WHAT TO WORK ON:
Could you reproduce each of the records below word for word, leaving the pictures out of your answer?

EXTRACTED INFORMATION:
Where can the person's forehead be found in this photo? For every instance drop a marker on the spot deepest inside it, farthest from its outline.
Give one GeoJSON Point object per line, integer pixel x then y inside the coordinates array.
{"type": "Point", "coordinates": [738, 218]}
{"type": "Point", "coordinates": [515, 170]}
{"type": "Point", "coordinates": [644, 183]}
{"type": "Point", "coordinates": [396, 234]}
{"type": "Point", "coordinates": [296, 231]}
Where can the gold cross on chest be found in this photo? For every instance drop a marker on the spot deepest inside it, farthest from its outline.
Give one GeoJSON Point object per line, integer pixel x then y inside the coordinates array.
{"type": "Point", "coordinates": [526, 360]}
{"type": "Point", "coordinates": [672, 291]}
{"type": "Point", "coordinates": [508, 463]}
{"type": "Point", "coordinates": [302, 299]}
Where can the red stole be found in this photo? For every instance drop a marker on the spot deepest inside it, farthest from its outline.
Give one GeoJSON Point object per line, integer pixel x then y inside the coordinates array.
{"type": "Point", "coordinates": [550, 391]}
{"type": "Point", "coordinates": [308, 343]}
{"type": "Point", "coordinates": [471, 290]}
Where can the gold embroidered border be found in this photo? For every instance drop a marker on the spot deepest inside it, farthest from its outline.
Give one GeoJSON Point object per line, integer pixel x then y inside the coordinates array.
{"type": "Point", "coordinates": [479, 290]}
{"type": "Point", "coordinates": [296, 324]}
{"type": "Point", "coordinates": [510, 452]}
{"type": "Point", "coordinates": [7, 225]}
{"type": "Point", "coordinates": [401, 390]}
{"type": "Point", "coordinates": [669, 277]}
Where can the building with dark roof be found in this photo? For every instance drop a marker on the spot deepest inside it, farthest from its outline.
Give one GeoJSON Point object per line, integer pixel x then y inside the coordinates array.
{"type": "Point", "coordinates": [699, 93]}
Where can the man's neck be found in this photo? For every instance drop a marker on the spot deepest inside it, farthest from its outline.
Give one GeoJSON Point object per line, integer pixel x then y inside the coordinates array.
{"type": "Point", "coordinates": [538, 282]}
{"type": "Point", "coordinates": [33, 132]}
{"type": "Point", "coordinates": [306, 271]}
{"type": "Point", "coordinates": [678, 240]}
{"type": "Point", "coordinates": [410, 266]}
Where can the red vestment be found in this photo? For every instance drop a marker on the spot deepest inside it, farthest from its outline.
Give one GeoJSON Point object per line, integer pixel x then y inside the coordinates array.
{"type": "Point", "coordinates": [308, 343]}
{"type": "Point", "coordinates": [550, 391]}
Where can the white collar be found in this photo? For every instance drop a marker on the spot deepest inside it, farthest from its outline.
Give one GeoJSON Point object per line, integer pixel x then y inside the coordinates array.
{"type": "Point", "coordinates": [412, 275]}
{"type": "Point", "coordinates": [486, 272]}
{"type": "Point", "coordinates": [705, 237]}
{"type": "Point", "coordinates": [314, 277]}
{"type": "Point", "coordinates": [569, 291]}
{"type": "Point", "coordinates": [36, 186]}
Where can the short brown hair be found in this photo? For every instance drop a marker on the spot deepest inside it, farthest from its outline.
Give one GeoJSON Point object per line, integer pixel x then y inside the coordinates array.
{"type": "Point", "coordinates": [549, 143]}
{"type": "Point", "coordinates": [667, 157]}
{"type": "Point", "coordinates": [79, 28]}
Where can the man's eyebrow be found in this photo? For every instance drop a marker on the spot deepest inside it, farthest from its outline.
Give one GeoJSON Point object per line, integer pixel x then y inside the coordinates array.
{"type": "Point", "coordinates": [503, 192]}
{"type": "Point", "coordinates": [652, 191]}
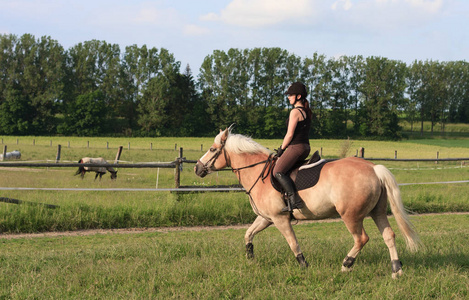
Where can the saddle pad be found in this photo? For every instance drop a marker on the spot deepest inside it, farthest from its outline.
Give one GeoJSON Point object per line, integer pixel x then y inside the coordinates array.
{"type": "Point", "coordinates": [308, 175]}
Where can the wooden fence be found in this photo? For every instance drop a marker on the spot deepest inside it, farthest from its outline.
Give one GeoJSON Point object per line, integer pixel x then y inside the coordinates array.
{"type": "Point", "coordinates": [177, 166]}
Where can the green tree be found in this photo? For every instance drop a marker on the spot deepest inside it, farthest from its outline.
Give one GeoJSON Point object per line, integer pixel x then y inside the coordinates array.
{"type": "Point", "coordinates": [32, 84]}
{"type": "Point", "coordinates": [86, 116]}
{"type": "Point", "coordinates": [383, 91]}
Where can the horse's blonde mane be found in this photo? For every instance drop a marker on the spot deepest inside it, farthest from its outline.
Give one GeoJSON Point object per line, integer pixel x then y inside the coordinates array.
{"type": "Point", "coordinates": [237, 143]}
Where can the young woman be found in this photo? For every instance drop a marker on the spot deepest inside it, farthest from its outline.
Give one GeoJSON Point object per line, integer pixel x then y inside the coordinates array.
{"type": "Point", "coordinates": [295, 146]}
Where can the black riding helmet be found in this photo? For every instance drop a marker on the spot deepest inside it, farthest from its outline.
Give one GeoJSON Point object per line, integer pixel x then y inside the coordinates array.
{"type": "Point", "coordinates": [297, 88]}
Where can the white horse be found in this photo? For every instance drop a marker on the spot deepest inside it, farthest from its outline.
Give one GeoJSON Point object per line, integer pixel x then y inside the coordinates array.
{"type": "Point", "coordinates": [99, 170]}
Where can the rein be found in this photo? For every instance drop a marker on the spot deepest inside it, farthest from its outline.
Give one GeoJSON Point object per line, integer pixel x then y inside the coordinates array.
{"type": "Point", "coordinates": [269, 164]}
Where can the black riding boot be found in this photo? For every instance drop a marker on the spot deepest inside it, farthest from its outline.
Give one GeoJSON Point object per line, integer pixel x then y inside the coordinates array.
{"type": "Point", "coordinates": [294, 201]}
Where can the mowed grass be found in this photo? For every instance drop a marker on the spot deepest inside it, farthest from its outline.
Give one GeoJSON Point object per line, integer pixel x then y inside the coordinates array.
{"type": "Point", "coordinates": [116, 209]}
{"type": "Point", "coordinates": [210, 264]}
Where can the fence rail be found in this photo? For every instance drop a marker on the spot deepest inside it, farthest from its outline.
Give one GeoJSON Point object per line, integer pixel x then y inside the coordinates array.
{"type": "Point", "coordinates": [177, 166]}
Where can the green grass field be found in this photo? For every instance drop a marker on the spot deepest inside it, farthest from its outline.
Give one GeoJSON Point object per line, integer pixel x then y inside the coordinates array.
{"type": "Point", "coordinates": [103, 209]}
{"type": "Point", "coordinates": [210, 264]}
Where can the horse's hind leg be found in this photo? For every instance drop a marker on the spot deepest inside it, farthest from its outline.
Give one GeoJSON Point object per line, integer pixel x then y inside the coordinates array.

SOLUTION TO THIS PROBLEM:
Where can the person's forehead be found in this photo? For every instance drop a marker on the spot deepest inside it, farthest from its outline.
Give one GeoJSON Point object per line, integer pixel x then y inside the coordinates array.
{"type": "Point", "coordinates": [738, 218]}
{"type": "Point", "coordinates": [515, 170]}
{"type": "Point", "coordinates": [644, 183]}
{"type": "Point", "coordinates": [396, 234]}
{"type": "Point", "coordinates": [296, 231]}
Where can the gold cross on chest be found in this photo? For every instance drop a marker on the spot deepest inside it, farthest from its outline.
Give one GeoJSON Point object per line, integer pixel x then y inside the coordinates array.
{"type": "Point", "coordinates": [526, 360]}
{"type": "Point", "coordinates": [672, 291]}
{"type": "Point", "coordinates": [508, 463]}
{"type": "Point", "coordinates": [302, 299]}
Where can the red stole be found in this photo? For every instance drop a marker on the spot deepest inside it, farthest from its outline.
Give one GeoJSON Point object per line, integer pixel x then y inside the coordinates array.
{"type": "Point", "coordinates": [550, 391]}
{"type": "Point", "coordinates": [308, 343]}
{"type": "Point", "coordinates": [471, 290]}
Where can the gold embroidered border be found in this photo? For every instance drop a marker on the spot deepest inside it, farthest from its outline.
Give one GeoJSON Point object per line, integer pixel x then y inside the coordinates array.
{"type": "Point", "coordinates": [479, 290]}
{"type": "Point", "coordinates": [296, 324]}
{"type": "Point", "coordinates": [510, 452]}
{"type": "Point", "coordinates": [7, 225]}
{"type": "Point", "coordinates": [401, 390]}
{"type": "Point", "coordinates": [669, 277]}
Where can the building with dark roof be found in this photo? For every instance drop a marker on the spot deepest inside it, farthest from its outline.
Give one GeoJSON Point object per line, integer pixel x then y inside the coordinates array.
{"type": "Point", "coordinates": [699, 93]}
Where can the man's neck be found in this photo? For every instance drop a marker on the spot deepest inside it, farthest from its outline.
Give one GeoJSON Point object per line, integer pixel x then y inside the coordinates array.
{"type": "Point", "coordinates": [538, 282]}
{"type": "Point", "coordinates": [33, 132]}
{"type": "Point", "coordinates": [306, 271]}
{"type": "Point", "coordinates": [678, 240]}
{"type": "Point", "coordinates": [410, 266]}
Where can the red vestment be found in this photo? For every instance drop a marker on the spot deepest inside it, farthest from its outline.
Give one GeoJSON Point object per line, integer pixel x then y inside the coordinates array.
{"type": "Point", "coordinates": [308, 343]}
{"type": "Point", "coordinates": [550, 391]}
Where can the white collar be found in this photo? For every instance drop a marker on the spot deepest inside it, farthest from its outline.
Give one GeoJSON Point object per line, integer pixel x then y inside the coordinates array.
{"type": "Point", "coordinates": [412, 275]}
{"type": "Point", "coordinates": [486, 272]}
{"type": "Point", "coordinates": [705, 237]}
{"type": "Point", "coordinates": [314, 277]}
{"type": "Point", "coordinates": [569, 291]}
{"type": "Point", "coordinates": [36, 186]}
Where can the short brown hair be found in this photo? For every instance drop a marker on the spot deepest inside it, farthest from its outline.
Give one GeoJSON Point object per line, integer pixel x then y inside the coordinates array.
{"type": "Point", "coordinates": [549, 143]}
{"type": "Point", "coordinates": [667, 157]}
{"type": "Point", "coordinates": [79, 28]}
Where can the man's eyebrow be found in this photo? For every instance drop a marker on the spot deepest inside it, farthest from its outline.
Give one GeoJSON Point object per line, integer pixel x then y inside the coordinates array.
{"type": "Point", "coordinates": [503, 192]}
{"type": "Point", "coordinates": [652, 191]}
Where can the saddle pad be found in this photo? For every instance drop a marker on the spot deepest inside it, farthest from its outline.
Give one GeoJSON Point object per line, integer pixel x then y inside the coordinates array.
{"type": "Point", "coordinates": [308, 175]}
Where can the wooden fence be found in this photo? For every instance drop a marker on the spot deepest inside it, farthest from its outline.
Give one GeoJSON Point object per line, integer pixel x then y inside the coordinates array.
{"type": "Point", "coordinates": [177, 166]}
Where can the green tree be found in this photo? For every instance drop a marker on the spot deepest inside it, farthest from its outline.
Give one GeoJSON Point object per line, integer pixel x then y inside the coordinates array.
{"type": "Point", "coordinates": [32, 84]}
{"type": "Point", "coordinates": [86, 116]}
{"type": "Point", "coordinates": [383, 91]}
Where can the horse's blonde mane be found in this photo? For every instance drop a marker on the spot deepest inside it, farthest from its outline.
Give one GeoJSON Point object per line, integer pixel x then y inside the coordinates array.
{"type": "Point", "coordinates": [237, 143]}
Where can the young woman be found in this photo? For every instance drop a marker on the spot deepest inside it, farthest from its outline.
Give one GeoJSON Point object per line, integer pixel x then y inside the coordinates array.
{"type": "Point", "coordinates": [295, 146]}
Where can the black riding helmet be found in this photo? For every instance drop a marker on the spot deepest inside it, farthest from its outline.
Give one GeoJSON Point object per line, integer pixel x then y inside the coordinates array.
{"type": "Point", "coordinates": [297, 88]}
Where can the white horse be found in this photo? For every instance drop a marker on the spot deepest inside it, farthest from its outline.
Give one GeoJSON Point object per line, integer pixel x then y inside the coordinates array.
{"type": "Point", "coordinates": [99, 170]}
Where can the rein be found in this photo? For every instance drop a marker on the spot deepest inside it, farthest from its outline.
Give one GeoJSON Point object per line, integer pixel x then y inside the coordinates array.
{"type": "Point", "coordinates": [269, 164]}
Where can the black riding boot be found in this photo? For every instance drop a marker on the spot deepest inside it, farthest from its outline.
Give one GeoJSON Point object per line, integer pixel x then y inside the coordinates array.
{"type": "Point", "coordinates": [294, 201]}
Where can the mowed grass be found in this photo? For every instance drop a marker on the spot deepest inside it, farthest from its outline.
Give one GeoJSON Point object per line, integer pixel x then y inside the coordinates array.
{"type": "Point", "coordinates": [116, 209]}
{"type": "Point", "coordinates": [210, 264]}
Where can the fence rail be found in this photo? For every instance drop a marker on the spot deepest inside it, farthest from its outline.
Give one GeoJSON Point object per line, integer pixel x then y inside the coordinates array.
{"type": "Point", "coordinates": [177, 166]}
Where can the green grass field be found in this photo? For every instance drop a marker on the spot deepest inside it, farthest from its outline.
Give one GeoJSON Point object per line, integer pixel x then y inside the coordinates array.
{"type": "Point", "coordinates": [103, 209]}
{"type": "Point", "coordinates": [210, 264]}
Where can the horse's hind leg be found in this photo? For every instance drop a marker on the spot deepest inside it, farthest from its outline.
Give one GeoJSON Point object per line, integer pixel x then y inside the coordinates array.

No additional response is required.